**Texto fornecido:**
━━━━

Não vou me esquecer do dia 29 de junho de 1968 quando recebi o telefonema aflito de meu companheiro de trabalho:  por favor, você ou alguém tem que me substituir hoje, pois estou com um problema muito sério.

-É problema de saúde? Indaguei.

- Minha mãe, acabou de contatar-me, dizendo que policiais foram à minha casa e levaram algemado meu pai para a delegacia. Disseram que ele apenas iria esclarecer algumas dúvidas. Meu pai é um homem pacato, que nunca se meteu em encrencas! Estamos muito preocupados. Por favor, me quebre este galho – explicou aflito.

- Claro, pode ficar sossegado. Avise-nos da evolução.

Uma semana depois Claudio apareceu ao serviço. Estava transtornado, dizendo que não haviam mais tido notícias de seu pai. Tinham procurado em todas as delegacias. Contrataram advogados, contataram alguns políticos, mas nenhuma notícia. Sua mãe estava desesperada não se alimentava mais. Pedia que continuássemos lhe dando cobertura no trabalho.

Todos, ficamos realmente assustados. Pela primeira vez, tomávamos conhecimento do que poderia ser um regime férreo.

Exatamente no dia 8 de julho, no período da tarde, Claudio nos contou que seu pai finalmente, apareceu em casa. Sujo,  barbudo, mancando da perna direita, com vários ferimentos contusos, hematomas, revoltado, mas ao mesmo tempo extremamente feliz.

━━━━

**Entradas fornecidas:**
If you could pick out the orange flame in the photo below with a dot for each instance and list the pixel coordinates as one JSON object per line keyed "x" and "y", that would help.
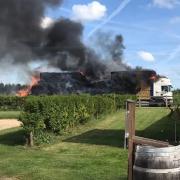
{"x": 26, "y": 91}
{"x": 153, "y": 77}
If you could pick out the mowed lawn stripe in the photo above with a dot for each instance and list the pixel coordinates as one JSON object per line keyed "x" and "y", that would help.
{"x": 93, "y": 151}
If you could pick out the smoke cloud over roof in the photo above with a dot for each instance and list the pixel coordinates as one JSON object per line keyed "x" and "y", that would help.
{"x": 24, "y": 40}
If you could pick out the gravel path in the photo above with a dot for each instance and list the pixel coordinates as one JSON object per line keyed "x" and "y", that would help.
{"x": 9, "y": 123}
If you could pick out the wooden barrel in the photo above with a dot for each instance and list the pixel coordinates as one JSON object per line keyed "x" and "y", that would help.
{"x": 157, "y": 163}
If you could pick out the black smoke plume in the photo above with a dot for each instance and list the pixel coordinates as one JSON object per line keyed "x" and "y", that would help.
{"x": 23, "y": 40}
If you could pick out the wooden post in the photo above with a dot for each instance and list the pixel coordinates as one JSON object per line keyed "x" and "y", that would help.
{"x": 131, "y": 129}
{"x": 31, "y": 142}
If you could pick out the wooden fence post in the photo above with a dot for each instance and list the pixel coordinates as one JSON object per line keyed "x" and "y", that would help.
{"x": 131, "y": 129}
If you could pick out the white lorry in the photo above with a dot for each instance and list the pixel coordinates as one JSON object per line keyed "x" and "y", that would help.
{"x": 150, "y": 88}
{"x": 162, "y": 91}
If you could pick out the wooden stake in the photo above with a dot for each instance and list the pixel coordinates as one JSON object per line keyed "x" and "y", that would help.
{"x": 131, "y": 129}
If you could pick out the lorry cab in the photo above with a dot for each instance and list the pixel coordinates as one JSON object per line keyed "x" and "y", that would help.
{"x": 162, "y": 87}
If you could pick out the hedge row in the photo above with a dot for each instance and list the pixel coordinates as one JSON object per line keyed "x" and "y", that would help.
{"x": 11, "y": 103}
{"x": 44, "y": 115}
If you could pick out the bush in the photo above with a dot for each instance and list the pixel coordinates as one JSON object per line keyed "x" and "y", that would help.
{"x": 56, "y": 114}
{"x": 11, "y": 103}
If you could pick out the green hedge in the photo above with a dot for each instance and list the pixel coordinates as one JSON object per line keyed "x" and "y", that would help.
{"x": 45, "y": 115}
{"x": 11, "y": 103}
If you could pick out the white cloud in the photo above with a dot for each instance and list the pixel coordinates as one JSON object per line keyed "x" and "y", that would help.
{"x": 46, "y": 22}
{"x": 146, "y": 56}
{"x": 91, "y": 12}
{"x": 169, "y": 4}
{"x": 175, "y": 20}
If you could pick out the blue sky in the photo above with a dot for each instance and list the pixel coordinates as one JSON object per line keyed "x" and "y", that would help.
{"x": 151, "y": 31}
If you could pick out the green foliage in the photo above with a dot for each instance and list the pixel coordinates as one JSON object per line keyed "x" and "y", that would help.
{"x": 56, "y": 114}
{"x": 11, "y": 103}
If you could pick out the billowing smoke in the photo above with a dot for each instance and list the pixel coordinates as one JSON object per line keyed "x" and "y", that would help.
{"x": 24, "y": 40}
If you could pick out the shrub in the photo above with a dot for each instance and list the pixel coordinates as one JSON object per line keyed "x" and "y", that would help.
{"x": 56, "y": 114}
{"x": 11, "y": 103}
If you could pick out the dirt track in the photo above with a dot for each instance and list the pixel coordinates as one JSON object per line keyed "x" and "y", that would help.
{"x": 9, "y": 123}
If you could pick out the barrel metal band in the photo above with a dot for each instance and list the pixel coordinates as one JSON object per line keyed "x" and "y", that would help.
{"x": 157, "y": 171}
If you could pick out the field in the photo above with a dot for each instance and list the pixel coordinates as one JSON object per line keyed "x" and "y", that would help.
{"x": 93, "y": 151}
{"x": 9, "y": 114}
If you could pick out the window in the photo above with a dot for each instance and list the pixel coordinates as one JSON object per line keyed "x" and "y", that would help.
{"x": 166, "y": 88}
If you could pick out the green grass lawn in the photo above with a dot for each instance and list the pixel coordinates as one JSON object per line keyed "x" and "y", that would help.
{"x": 9, "y": 114}
{"x": 93, "y": 151}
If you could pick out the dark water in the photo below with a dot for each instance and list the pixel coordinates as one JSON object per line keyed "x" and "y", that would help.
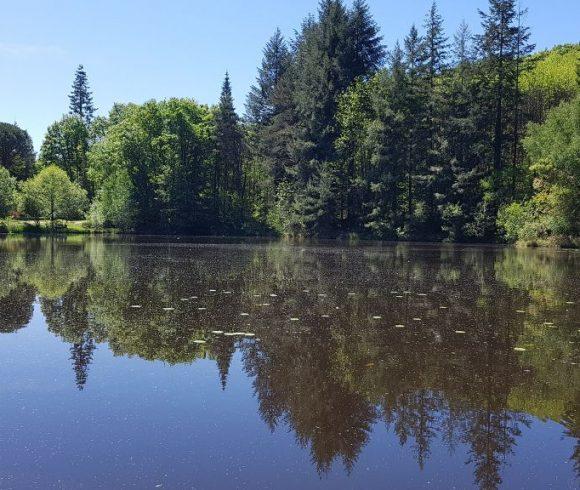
{"x": 331, "y": 367}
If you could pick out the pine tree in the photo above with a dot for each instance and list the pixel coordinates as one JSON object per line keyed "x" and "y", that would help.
{"x": 465, "y": 165}
{"x": 368, "y": 51}
{"x": 260, "y": 104}
{"x": 228, "y": 168}
{"x": 502, "y": 44}
{"x": 81, "y": 99}
{"x": 417, "y": 129}
{"x": 436, "y": 48}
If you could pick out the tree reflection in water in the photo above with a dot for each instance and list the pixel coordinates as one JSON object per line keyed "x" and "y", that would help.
{"x": 448, "y": 372}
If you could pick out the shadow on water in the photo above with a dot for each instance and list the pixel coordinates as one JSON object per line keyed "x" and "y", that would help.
{"x": 464, "y": 344}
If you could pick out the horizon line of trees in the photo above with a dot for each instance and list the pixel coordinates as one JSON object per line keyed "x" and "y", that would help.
{"x": 472, "y": 138}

━━━━

**O que fazer:**
Duplique na íntegra o relato sobre a detenção do pai de Claudio, sem nenhuma alteração.

**Solução escrita:**
Não vou me esquecer do dia 29 de junho de 1968 quando recebi o telefonema aflito de meu companheiro de trabalho:  por favor, você ou alguém tem que me substituir hoje, pois estou com um problema muito sério.

-É problema de saúde? Indaguei.

- Minha mãe, acabou de contatar-me, dizendo que policiais foram à minha casa e levaram algemado meu pai para a delegacia. Disseram que ele apenas iria esclarecer algumas dúvidas. Meu pai é um homem pacato, que nunca se meteu em encrencas! Estamos muito preocupados. Por favor, me quebre este galho – explicou aflito.

- Claro, pode ficar sossegado. Avise-nos da evolução.

Uma semana depois Claudio apareceu ao serviço. Estava transtornado, dizendo que não haviam mais tido notícias de seu pai. Tinham procurado em todas as delegacias. Contrataram advogados, contataram alguns políticos, mas nenhuma notícia. Sua mãe estava desesperada não se alimentava mais. Pedia que continuássemos lhe dando cobertura no trabalho.

Todos, ficamos realmente assustados. Pela primeira vez, tomávamos conhecimento do que poderia ser um regime férreo.

Exatamente no dia 8 de julho, no período da tarde, Claudio nos contou que seu pai finalmente, apareceu em casa. Sujo,  barbudo, mancando da perna direita, com vários ferimentos contusos, hematomas, revoltado, mas ao mesmo tempo extremamente feliz.